# What to do
Show every line of the entries below that contains the string "instance".

····················

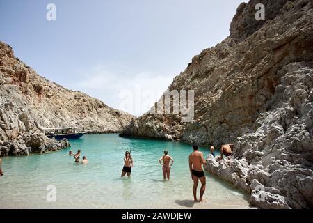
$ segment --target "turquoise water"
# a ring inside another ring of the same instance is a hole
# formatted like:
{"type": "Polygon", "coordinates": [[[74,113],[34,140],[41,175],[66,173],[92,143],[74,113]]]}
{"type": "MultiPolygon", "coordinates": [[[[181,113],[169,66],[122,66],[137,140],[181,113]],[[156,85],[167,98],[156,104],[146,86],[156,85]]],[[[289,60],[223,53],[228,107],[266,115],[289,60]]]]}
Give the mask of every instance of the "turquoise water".
{"type": "MultiPolygon", "coordinates": [[[[188,155],[179,142],[87,134],[71,140],[72,148],[45,155],[3,157],[0,208],[246,208],[247,194],[206,173],[205,201],[193,202],[188,155]],[[166,148],[174,159],[164,182],[159,159],[166,148]],[[74,162],[70,150],[81,149],[87,165],[74,162]],[[125,151],[131,150],[131,177],[121,178],[125,151]],[[48,185],[56,201],[48,201],[48,185]]],[[[209,151],[200,148],[206,156],[209,151]]],[[[198,188],[198,191],[200,187],[198,188]]]]}

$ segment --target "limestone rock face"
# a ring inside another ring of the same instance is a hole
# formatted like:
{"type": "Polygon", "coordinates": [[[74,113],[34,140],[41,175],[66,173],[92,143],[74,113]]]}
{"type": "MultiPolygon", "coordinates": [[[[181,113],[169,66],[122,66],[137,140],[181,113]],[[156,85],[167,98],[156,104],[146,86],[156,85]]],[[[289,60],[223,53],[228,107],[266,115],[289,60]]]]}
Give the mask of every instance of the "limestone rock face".
{"type": "Polygon", "coordinates": [[[241,3],[230,36],[194,56],[168,87],[195,91],[200,123],[146,114],[121,135],[234,143],[231,157],[209,157],[207,169],[251,193],[261,208],[312,208],[312,6],[305,0],[241,3]],[[255,18],[259,3],[265,21],[255,18]],[[255,180],[266,189],[255,190],[255,180]]]}
{"type": "Polygon", "coordinates": [[[134,118],[39,76],[1,42],[0,96],[1,155],[47,152],[68,146],[45,137],[42,128],[74,126],[79,130],[118,132],[134,118]]]}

····················

# Solution for this exercise
# a ring inside another ring of the same instance is a hole
Give the mask of every instance of the "turquoise water".
# a ring inside another ring of the same instance is a hole
Give the mask of every instance of the "limestone rock face".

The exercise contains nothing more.